*** Opening of Records for this exercise ***
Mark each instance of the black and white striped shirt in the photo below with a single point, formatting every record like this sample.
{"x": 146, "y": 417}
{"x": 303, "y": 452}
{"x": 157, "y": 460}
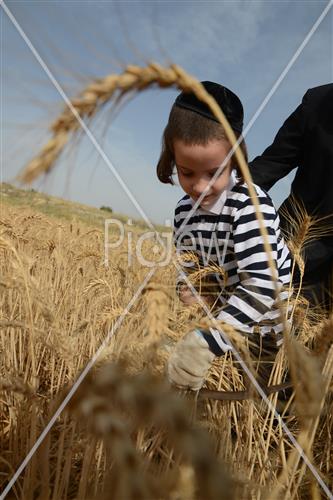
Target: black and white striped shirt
{"x": 228, "y": 234}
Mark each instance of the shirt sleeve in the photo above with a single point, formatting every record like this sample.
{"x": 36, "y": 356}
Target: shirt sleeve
{"x": 255, "y": 293}
{"x": 181, "y": 269}
{"x": 286, "y": 151}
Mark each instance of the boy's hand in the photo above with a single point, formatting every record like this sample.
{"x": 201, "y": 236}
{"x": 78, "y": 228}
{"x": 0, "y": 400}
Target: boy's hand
{"x": 190, "y": 362}
{"x": 188, "y": 298}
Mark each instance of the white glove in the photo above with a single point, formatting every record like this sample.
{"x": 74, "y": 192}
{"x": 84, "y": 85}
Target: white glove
{"x": 190, "y": 362}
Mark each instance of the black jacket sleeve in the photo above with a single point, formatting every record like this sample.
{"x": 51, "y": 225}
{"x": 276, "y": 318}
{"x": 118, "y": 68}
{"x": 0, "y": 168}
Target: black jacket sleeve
{"x": 286, "y": 151}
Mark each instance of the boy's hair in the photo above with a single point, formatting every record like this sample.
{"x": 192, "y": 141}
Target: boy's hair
{"x": 191, "y": 128}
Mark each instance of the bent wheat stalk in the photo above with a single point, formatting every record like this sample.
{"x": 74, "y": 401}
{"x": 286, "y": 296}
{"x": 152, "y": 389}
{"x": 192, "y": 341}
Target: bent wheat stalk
{"x": 135, "y": 79}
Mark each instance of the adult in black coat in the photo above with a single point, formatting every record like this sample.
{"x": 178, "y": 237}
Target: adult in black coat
{"x": 305, "y": 142}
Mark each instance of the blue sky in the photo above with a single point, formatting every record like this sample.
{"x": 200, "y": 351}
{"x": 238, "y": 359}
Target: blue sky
{"x": 244, "y": 45}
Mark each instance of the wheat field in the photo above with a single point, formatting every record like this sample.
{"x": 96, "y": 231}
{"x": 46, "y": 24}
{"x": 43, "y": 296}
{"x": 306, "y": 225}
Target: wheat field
{"x": 125, "y": 433}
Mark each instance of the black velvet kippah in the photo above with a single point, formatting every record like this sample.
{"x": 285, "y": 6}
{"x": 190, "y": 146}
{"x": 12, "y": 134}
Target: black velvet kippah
{"x": 225, "y": 98}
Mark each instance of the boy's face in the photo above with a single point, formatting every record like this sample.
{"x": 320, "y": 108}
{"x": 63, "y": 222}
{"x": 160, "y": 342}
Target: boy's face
{"x": 197, "y": 164}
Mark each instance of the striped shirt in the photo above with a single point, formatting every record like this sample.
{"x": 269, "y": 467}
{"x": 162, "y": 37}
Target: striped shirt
{"x": 228, "y": 235}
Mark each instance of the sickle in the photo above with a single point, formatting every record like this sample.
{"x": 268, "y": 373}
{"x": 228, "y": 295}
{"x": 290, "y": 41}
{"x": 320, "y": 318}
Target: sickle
{"x": 241, "y": 395}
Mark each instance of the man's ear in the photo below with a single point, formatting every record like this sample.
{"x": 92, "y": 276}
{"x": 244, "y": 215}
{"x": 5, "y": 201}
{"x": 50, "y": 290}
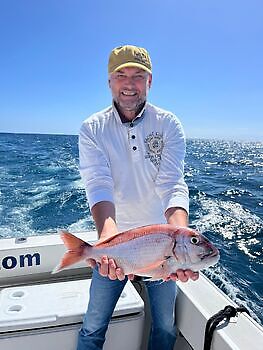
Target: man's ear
{"x": 149, "y": 81}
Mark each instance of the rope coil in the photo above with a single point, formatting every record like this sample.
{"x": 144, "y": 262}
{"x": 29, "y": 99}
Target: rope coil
{"x": 225, "y": 314}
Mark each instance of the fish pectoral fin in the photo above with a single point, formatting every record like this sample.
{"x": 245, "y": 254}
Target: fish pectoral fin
{"x": 103, "y": 240}
{"x": 69, "y": 258}
{"x": 150, "y": 267}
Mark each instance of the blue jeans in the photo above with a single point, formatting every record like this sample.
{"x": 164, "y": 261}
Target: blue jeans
{"x": 104, "y": 295}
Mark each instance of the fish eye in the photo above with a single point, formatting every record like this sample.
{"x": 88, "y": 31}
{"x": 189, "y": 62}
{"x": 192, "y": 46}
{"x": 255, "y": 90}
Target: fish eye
{"x": 194, "y": 240}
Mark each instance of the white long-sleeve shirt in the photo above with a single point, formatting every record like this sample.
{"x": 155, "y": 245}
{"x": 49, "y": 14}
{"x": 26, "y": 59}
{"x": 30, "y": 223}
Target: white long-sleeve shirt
{"x": 137, "y": 165}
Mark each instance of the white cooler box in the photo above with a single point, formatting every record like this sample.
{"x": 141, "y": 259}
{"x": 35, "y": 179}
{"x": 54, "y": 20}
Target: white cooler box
{"x": 48, "y": 316}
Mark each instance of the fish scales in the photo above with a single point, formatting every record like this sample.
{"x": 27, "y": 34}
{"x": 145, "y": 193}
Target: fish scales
{"x": 153, "y": 250}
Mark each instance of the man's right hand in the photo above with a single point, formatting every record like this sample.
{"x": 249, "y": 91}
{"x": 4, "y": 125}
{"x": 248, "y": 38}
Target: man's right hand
{"x": 108, "y": 268}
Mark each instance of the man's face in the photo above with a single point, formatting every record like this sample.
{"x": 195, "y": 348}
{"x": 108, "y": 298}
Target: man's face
{"x": 129, "y": 87}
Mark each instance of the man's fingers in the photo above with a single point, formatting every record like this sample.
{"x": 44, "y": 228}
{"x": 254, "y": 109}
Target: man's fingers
{"x": 104, "y": 266}
{"x": 112, "y": 270}
{"x": 182, "y": 276}
{"x": 91, "y": 262}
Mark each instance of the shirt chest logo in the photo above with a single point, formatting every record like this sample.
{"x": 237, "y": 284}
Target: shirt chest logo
{"x": 154, "y": 148}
*** Close of Records for this exercise ***
Exercise directions. Each record above should be repeated exactly, please, without pictures.

Response to this task.
Mark each instance of the black and white striped shirt in the photo below with a single point, formatting every record like this sample.
{"x": 146, "y": 417}
{"x": 303, "y": 452}
{"x": 157, "y": 460}
Target: black and white striped shirt
{"x": 228, "y": 234}
Mark each instance of the shirt sleeve in the photo above with a single point, formatting every record like this sample.
{"x": 36, "y": 356}
Target: shirt sleeve
{"x": 255, "y": 293}
{"x": 181, "y": 269}
{"x": 286, "y": 151}
Mark each instance of the boy's hand in the photo above with a single point, formatting every record like this sample.
{"x": 201, "y": 236}
{"x": 78, "y": 228}
{"x": 0, "y": 400}
Target: boy's hand
{"x": 190, "y": 362}
{"x": 188, "y": 298}
Mark each instance of the white glove in the photo above with a single point, formatting every record like this sample.
{"x": 74, "y": 192}
{"x": 84, "y": 85}
Target: white glove
{"x": 190, "y": 362}
Mark each instance of the black jacket sleeve in the photo above with a single point, formatting every record like this sample.
{"x": 51, "y": 225}
{"x": 276, "y": 318}
{"x": 118, "y": 68}
{"x": 0, "y": 168}
Target: black jacket sleeve
{"x": 286, "y": 151}
Mark each instance of the boy's hair in the photo above with a single point, formatting every record like this sample.
{"x": 192, "y": 141}
Target: boy's hair
{"x": 191, "y": 128}
Mark each instance of the bent wheat stalk in the photo above with a single point, formatting every record like this sample.
{"x": 74, "y": 401}
{"x": 286, "y": 296}
{"x": 152, "y": 389}
{"x": 192, "y": 341}
Target: bent wheat stalk
{"x": 135, "y": 79}
Mark each instance of the adult in black coat in the photo above with a single point, formatting every record like this sample.
{"x": 178, "y": 237}
Target: adult in black coat
{"x": 305, "y": 142}
Mark each instance of the blue sky in the photo above with a single point, formatting every record like this sample.
{"x": 200, "y": 351}
{"x": 238, "y": 359}
Target: blue sky
{"x": 244, "y": 45}
Mark each instance of the wheat field in the photo above with a single point, formatting every record like this sample.
{"x": 96, "y": 231}
{"x": 46, "y": 24}
{"x": 43, "y": 296}
{"x": 306, "y": 225}
Target: wheat field
{"x": 125, "y": 433}
Mark each instance of the black velvet kippah in the photo above with a single point, formatting every record like this sample.
{"x": 285, "y": 6}
{"x": 190, "y": 146}
{"x": 12, "y": 134}
Target: black velvet kippah
{"x": 225, "y": 98}
Mark each instance of the boy's face in the photo above with a single point, formatting every record like this sample.
{"x": 320, "y": 108}
{"x": 63, "y": 222}
{"x": 160, "y": 342}
Target: boy's face
{"x": 197, "y": 164}
Mark each instance of the striped shirt in the photo above with a single point, formatting every record like this sample.
{"x": 269, "y": 467}
{"x": 162, "y": 37}
Target: striped shirt
{"x": 228, "y": 235}
Mark each instance of the sickle in the photo above with a single point, formatting every record like this sample.
{"x": 268, "y": 373}
{"x": 228, "y": 295}
{"x": 290, "y": 41}
{"x": 320, "y": 318}
Target: sickle
{"x": 241, "y": 395}
Mark each instance of the man's ear in the photo below with a single point, formatting every record like this sample.
{"x": 92, "y": 276}
{"x": 244, "y": 215}
{"x": 5, "y": 201}
{"x": 50, "y": 290}
Target: man's ear
{"x": 149, "y": 81}
Mark each instance of the rope coil in the photo above with a single point, formatting every record like this sample.
{"x": 144, "y": 262}
{"x": 29, "y": 99}
Target: rope coil
{"x": 225, "y": 314}
Mark each instance of the fish pectoral fin in the photo above with a single point, formatting every record like this sample.
{"x": 245, "y": 254}
Target: fish pectoral fin
{"x": 103, "y": 240}
{"x": 69, "y": 258}
{"x": 150, "y": 267}
Mark each instance of the blue jeans in the photo above with a single point, formatting every record like this sample.
{"x": 164, "y": 261}
Target: blue jeans
{"x": 104, "y": 295}
Mark each instance of the fish eye in the photo above with a single point, formatting every record like this sample.
{"x": 88, "y": 31}
{"x": 189, "y": 62}
{"x": 192, "y": 46}
{"x": 255, "y": 90}
Target: fish eye
{"x": 194, "y": 240}
Mark each instance of the white long-sleeve shirt in the photo above with a single point, formatting every record like this sample.
{"x": 155, "y": 245}
{"x": 49, "y": 14}
{"x": 26, "y": 59}
{"x": 30, "y": 223}
Target: white long-sleeve shirt
{"x": 137, "y": 165}
Mark each instance of the white cooler box in the photo above with a single point, formatting every record like this sample.
{"x": 141, "y": 259}
{"x": 35, "y": 179}
{"x": 54, "y": 20}
Target: white cooler box
{"x": 48, "y": 316}
Mark each instance of the fish scales in the photo above with a single point, formatting every record like this sample.
{"x": 27, "y": 34}
{"x": 145, "y": 193}
Target: fish scales
{"x": 153, "y": 250}
Mark each instance of the man's right hand in the photo above with a single point, formatting every record like this sample.
{"x": 249, "y": 91}
{"x": 4, "y": 125}
{"x": 248, "y": 38}
Target: man's right hand
{"x": 108, "y": 268}
Mark each instance of the man's face in the photo above with a single point, formatting every record like this sample.
{"x": 195, "y": 348}
{"x": 108, "y": 298}
Target: man's face
{"x": 129, "y": 87}
Mark each instance of the man's fingers in the photo above with a single point, formatting every record like this sample.
{"x": 44, "y": 228}
{"x": 254, "y": 109}
Target: man's fingers
{"x": 104, "y": 266}
{"x": 112, "y": 270}
{"x": 182, "y": 276}
{"x": 91, "y": 262}
Mark each instance of the shirt chest logo in the photo above with a single point, formatting every record like this sample.
{"x": 237, "y": 284}
Target: shirt chest logo
{"x": 154, "y": 148}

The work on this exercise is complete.